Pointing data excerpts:
■ ■ ■ ■ ■

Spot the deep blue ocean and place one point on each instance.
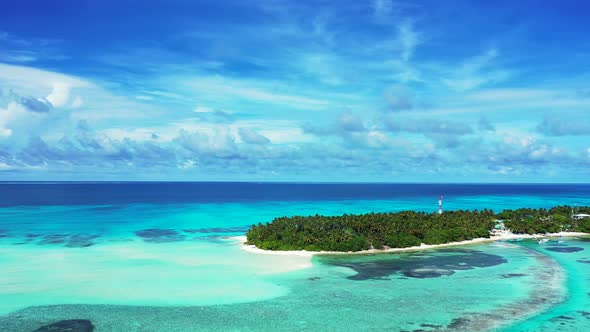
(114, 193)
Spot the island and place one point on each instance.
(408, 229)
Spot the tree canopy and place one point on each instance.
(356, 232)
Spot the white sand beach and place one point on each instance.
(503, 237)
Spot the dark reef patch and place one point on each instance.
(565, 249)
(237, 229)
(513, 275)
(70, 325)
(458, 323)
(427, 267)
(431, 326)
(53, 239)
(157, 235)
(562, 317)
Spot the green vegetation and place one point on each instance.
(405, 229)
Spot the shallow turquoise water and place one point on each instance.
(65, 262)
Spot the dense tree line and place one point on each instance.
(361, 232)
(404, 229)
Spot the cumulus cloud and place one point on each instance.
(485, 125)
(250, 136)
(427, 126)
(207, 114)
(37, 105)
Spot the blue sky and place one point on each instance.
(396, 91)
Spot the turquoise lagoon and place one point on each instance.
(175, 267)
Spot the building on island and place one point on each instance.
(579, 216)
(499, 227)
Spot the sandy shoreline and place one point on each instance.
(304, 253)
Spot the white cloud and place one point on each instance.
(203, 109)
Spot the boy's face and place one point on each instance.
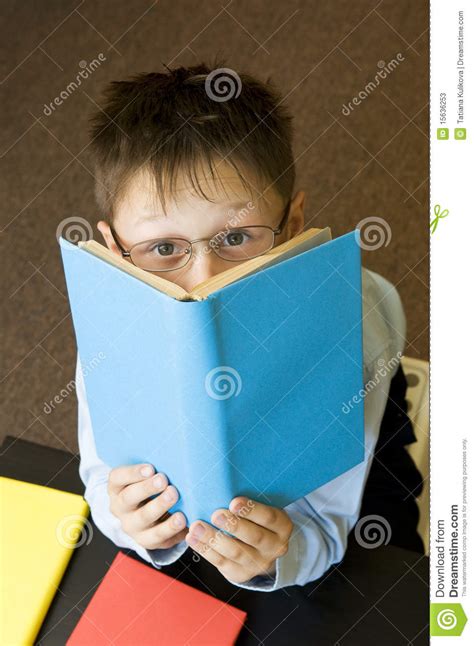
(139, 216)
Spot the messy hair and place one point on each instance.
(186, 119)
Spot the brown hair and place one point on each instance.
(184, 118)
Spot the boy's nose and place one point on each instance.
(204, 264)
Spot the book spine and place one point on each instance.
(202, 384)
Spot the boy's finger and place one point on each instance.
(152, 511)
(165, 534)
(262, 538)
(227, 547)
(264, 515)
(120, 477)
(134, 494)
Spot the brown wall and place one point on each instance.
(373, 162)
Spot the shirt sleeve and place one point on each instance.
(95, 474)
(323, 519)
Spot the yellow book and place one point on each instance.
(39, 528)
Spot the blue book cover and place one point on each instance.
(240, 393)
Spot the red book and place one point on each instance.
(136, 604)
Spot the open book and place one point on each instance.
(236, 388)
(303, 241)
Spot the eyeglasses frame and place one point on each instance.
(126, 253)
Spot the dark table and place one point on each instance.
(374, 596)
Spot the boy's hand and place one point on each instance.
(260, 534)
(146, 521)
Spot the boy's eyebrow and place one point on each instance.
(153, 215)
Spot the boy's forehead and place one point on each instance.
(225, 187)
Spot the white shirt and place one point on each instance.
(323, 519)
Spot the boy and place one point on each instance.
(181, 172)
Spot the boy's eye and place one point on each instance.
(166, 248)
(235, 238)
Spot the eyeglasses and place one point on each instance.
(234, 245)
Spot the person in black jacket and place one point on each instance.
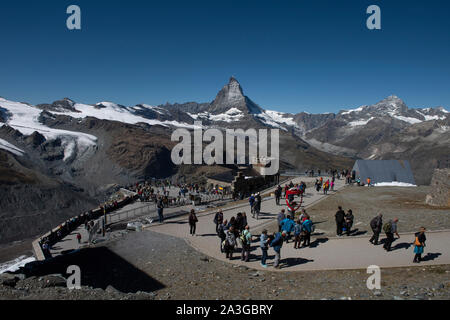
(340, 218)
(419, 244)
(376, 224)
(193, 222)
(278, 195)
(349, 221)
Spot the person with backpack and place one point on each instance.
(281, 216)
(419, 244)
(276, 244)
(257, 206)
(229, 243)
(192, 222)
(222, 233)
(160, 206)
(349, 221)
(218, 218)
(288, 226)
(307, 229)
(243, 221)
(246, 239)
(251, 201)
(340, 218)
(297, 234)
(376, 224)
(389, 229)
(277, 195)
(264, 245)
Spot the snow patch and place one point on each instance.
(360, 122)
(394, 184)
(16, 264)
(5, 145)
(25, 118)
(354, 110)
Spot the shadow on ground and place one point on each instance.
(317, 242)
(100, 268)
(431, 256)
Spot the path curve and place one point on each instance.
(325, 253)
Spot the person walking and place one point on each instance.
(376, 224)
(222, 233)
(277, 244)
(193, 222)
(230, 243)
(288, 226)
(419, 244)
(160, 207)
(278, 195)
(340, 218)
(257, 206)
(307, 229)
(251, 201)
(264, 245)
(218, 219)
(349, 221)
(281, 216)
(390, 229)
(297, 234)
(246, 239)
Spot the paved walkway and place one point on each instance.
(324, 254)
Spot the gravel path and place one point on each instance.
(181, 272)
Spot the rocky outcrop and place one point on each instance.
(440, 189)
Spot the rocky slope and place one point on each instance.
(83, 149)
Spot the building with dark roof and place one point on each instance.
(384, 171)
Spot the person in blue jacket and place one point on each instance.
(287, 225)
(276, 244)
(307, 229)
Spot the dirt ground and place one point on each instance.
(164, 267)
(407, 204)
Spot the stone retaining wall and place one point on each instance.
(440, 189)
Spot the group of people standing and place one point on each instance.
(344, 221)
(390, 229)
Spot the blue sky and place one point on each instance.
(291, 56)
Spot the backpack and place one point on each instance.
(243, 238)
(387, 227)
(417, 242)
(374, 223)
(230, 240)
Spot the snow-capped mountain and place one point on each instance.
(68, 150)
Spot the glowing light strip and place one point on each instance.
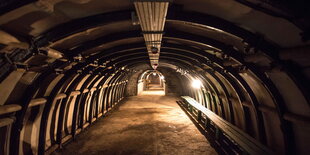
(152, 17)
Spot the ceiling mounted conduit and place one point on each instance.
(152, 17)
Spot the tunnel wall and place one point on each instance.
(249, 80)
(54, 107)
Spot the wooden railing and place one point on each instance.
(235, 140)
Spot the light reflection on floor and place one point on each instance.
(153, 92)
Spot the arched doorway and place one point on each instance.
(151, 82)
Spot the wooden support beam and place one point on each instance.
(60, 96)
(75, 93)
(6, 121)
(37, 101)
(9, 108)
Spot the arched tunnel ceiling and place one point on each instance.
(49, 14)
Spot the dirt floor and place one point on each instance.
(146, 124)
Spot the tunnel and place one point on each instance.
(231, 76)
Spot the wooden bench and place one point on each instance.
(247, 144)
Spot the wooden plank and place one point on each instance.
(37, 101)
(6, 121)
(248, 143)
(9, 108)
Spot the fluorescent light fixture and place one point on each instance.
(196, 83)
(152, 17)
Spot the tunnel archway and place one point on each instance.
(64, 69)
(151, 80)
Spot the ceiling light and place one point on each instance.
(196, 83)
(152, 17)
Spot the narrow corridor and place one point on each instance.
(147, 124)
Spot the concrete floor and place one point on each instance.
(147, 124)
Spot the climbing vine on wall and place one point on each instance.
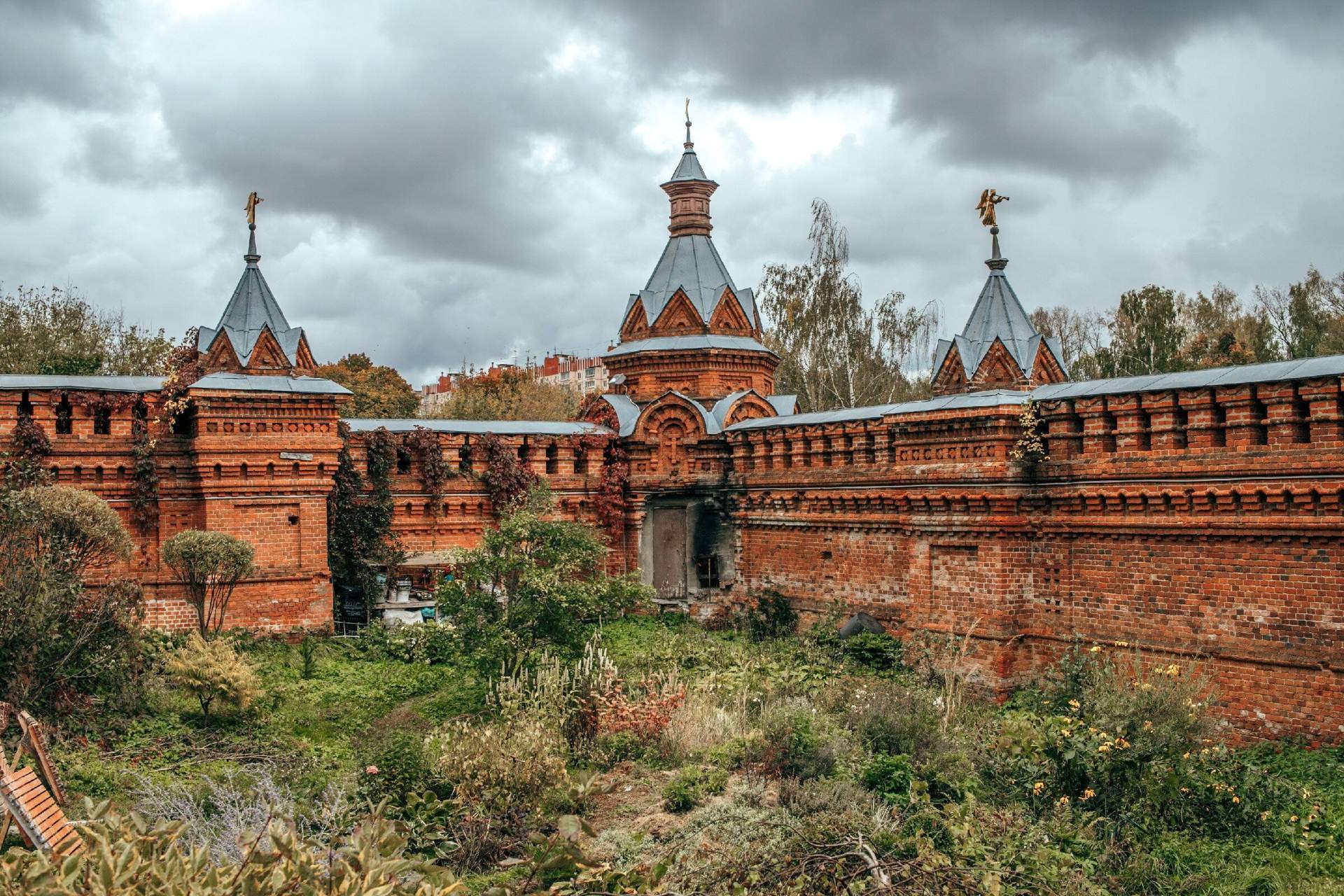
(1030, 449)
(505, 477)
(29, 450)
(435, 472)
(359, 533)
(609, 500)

■ ■ ■ ■ ■

- [WRITTEN EXERCISE] Rewrite the entries above as a numbered list, starting with the line containing "Spot the ceiling light" and going on through the end of the entries. Skip any blank lines and leave out the pictures.

- [RESULT OF THE TASK]
1. Spot the ceiling light and place one point on each instance.
2. (196, 83)
3. (152, 17)
4. Spot the narrow corridor and place one point on each instance.
5. (147, 124)
6. Spot the concrete floor and place one point on each instance.
7. (147, 124)
8. Spot the climbing vine on wall and place one point on each instance.
9. (1030, 449)
10. (505, 477)
11. (29, 450)
12. (435, 472)
13. (359, 533)
14. (609, 500)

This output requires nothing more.